### Set problem
Reproduce the records from the line that contains "find green leaf." through the end of the records, with the requests unchanged, and shift every bounding box coordinate in the answers by adding 147. Give only those lines.

[START]

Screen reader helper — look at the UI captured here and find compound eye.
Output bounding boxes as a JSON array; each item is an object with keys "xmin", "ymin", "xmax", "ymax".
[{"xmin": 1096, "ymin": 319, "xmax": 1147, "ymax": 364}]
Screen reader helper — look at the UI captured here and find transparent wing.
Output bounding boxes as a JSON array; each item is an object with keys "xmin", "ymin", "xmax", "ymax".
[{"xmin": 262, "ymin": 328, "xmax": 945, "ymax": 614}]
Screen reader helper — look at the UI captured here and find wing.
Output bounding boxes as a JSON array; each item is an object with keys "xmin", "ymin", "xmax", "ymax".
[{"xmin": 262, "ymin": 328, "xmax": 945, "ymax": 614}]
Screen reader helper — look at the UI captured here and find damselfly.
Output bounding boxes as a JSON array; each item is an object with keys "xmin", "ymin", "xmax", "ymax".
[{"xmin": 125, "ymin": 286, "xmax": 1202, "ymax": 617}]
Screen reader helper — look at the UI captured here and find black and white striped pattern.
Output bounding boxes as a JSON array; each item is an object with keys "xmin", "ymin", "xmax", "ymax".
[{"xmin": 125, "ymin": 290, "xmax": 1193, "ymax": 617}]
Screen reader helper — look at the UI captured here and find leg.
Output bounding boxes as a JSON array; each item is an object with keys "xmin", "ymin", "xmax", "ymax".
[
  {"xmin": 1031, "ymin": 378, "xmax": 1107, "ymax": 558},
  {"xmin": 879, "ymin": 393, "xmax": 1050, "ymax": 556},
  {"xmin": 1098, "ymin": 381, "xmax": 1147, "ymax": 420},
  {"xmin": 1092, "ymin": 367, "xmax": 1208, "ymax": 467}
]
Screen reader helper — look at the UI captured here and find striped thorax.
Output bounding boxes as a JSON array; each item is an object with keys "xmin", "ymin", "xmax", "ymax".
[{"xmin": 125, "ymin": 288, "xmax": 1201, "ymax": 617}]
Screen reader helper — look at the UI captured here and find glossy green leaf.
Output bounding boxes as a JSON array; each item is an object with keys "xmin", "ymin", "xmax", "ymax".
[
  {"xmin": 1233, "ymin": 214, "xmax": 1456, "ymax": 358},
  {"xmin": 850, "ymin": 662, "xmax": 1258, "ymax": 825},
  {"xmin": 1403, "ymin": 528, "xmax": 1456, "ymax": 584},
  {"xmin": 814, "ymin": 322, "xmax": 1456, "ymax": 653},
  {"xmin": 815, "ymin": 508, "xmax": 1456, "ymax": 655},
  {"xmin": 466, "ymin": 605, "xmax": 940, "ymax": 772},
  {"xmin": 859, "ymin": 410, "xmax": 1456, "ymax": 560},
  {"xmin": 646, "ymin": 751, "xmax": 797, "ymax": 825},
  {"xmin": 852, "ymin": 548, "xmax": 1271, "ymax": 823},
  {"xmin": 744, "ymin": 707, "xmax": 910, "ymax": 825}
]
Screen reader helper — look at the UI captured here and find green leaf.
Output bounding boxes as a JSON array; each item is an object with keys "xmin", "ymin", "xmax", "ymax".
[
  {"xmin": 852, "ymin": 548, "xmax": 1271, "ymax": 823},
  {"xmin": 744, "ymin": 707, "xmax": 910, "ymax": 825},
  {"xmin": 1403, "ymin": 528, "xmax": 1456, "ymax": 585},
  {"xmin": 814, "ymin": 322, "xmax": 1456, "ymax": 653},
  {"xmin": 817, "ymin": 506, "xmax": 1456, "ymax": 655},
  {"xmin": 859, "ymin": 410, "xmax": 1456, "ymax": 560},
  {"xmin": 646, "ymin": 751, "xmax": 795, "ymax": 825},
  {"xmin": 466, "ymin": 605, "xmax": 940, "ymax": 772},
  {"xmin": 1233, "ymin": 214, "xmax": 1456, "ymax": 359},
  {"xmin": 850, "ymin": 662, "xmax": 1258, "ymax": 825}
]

[END]

### Reply to the exercise
Screen reader helper — look at the UI captured here and find green leaf.
Output bounding boxes as a JSON array; each item is an object with keys "xmin", "ymin", "xmax", "ymax".
[
  {"xmin": 999, "ymin": 695, "xmax": 1418, "ymax": 970},
  {"xmin": 891, "ymin": 854, "xmax": 1057, "ymax": 972},
  {"xmin": 1550, "ymin": 675, "xmax": 1603, "ymax": 732},
  {"xmin": 961, "ymin": 469, "xmax": 1603, "ymax": 800},
  {"xmin": 964, "ymin": 653, "xmax": 1603, "ymax": 802},
  {"xmin": 1006, "ymin": 557, "xmax": 1603, "ymax": 707},
  {"xmin": 793, "ymin": 898, "xmax": 942, "ymax": 972},
  {"xmin": 613, "ymin": 752, "xmax": 1087, "ymax": 919},
  {"xmin": 1380, "ymin": 361, "xmax": 1603, "ymax": 506},
  {"xmin": 997, "ymin": 809, "xmax": 1405, "ymax": 972}
]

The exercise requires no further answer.